§ Data to process:
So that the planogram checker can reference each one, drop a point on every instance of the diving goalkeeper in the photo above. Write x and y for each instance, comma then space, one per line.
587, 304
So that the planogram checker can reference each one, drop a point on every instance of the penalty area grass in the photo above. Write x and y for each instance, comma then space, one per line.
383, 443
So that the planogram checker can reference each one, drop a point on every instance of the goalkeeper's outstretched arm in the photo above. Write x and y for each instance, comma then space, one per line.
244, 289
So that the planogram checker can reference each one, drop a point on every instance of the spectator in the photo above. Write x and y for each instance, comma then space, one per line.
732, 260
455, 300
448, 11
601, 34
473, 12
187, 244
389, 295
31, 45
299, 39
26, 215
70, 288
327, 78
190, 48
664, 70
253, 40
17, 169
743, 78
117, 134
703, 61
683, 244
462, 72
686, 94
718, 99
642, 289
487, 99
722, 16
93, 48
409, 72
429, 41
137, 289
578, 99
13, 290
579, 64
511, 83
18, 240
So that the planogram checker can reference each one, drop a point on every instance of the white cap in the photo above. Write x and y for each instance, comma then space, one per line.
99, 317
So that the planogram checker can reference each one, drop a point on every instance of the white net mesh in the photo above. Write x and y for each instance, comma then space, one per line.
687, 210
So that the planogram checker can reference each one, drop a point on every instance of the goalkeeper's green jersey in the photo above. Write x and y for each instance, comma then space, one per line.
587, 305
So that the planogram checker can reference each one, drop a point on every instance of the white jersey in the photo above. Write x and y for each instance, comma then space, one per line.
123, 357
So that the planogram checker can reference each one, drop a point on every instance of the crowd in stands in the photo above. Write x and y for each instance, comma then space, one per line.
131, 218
...
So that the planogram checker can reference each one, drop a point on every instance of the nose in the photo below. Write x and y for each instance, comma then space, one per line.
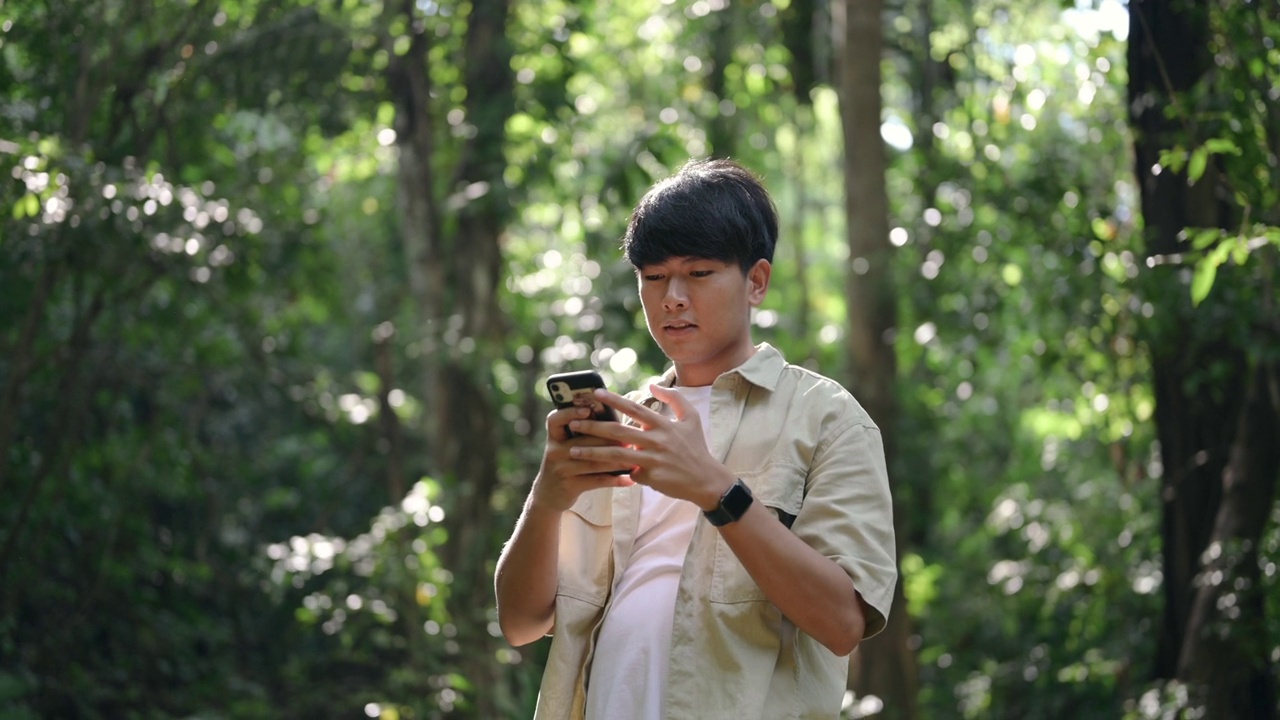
---
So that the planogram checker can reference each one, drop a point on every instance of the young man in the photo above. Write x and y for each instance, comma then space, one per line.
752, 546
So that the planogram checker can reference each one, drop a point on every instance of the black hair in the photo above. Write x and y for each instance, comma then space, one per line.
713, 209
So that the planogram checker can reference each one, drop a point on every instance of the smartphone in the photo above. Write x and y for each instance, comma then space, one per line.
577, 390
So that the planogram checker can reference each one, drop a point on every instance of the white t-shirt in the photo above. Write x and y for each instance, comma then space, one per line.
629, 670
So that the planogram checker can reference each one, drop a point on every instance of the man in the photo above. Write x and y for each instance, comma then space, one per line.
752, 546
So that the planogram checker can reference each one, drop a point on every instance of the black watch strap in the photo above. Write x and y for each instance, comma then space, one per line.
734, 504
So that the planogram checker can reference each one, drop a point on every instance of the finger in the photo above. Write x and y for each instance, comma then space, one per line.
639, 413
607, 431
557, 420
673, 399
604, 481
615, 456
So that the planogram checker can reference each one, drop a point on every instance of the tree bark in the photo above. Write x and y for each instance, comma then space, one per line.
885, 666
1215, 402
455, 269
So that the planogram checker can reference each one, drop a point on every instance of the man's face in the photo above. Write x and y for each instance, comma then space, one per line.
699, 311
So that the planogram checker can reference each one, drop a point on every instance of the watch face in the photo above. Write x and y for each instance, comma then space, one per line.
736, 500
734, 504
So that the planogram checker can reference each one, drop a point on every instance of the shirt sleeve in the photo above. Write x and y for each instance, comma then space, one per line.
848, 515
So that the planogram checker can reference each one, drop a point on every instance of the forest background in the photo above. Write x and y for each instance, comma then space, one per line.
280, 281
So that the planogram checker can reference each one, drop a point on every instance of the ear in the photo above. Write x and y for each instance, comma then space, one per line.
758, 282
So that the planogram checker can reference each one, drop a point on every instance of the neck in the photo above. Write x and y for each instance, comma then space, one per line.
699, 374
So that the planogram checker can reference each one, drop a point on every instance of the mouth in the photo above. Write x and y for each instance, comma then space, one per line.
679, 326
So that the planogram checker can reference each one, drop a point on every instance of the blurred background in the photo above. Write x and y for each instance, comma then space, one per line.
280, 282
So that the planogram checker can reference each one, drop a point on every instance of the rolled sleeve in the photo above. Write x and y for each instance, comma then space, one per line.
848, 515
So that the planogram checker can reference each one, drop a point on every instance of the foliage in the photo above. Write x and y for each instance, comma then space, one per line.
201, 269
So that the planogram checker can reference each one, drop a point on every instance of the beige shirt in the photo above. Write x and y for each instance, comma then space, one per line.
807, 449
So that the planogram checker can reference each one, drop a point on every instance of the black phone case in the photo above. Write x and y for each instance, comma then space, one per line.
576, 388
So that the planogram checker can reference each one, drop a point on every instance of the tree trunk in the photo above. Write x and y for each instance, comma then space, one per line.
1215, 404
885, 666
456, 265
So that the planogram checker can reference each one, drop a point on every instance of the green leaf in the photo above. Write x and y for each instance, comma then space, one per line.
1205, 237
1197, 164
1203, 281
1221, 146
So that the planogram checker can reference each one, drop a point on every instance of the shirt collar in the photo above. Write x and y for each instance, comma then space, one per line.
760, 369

§ Stated task: Select every line above that contains the string "background" and copy each one out.

§ Task solution:
So that the planogram checker can reference each one, drop a point on every instance of the forest background in the photo above. Write x and y for each instance, comma then space, one per line.
So that the planogram checker can reference each one, drop a point on every instance of the blurred background in the photo above. Write x and y for each instance, comma then space, one per line.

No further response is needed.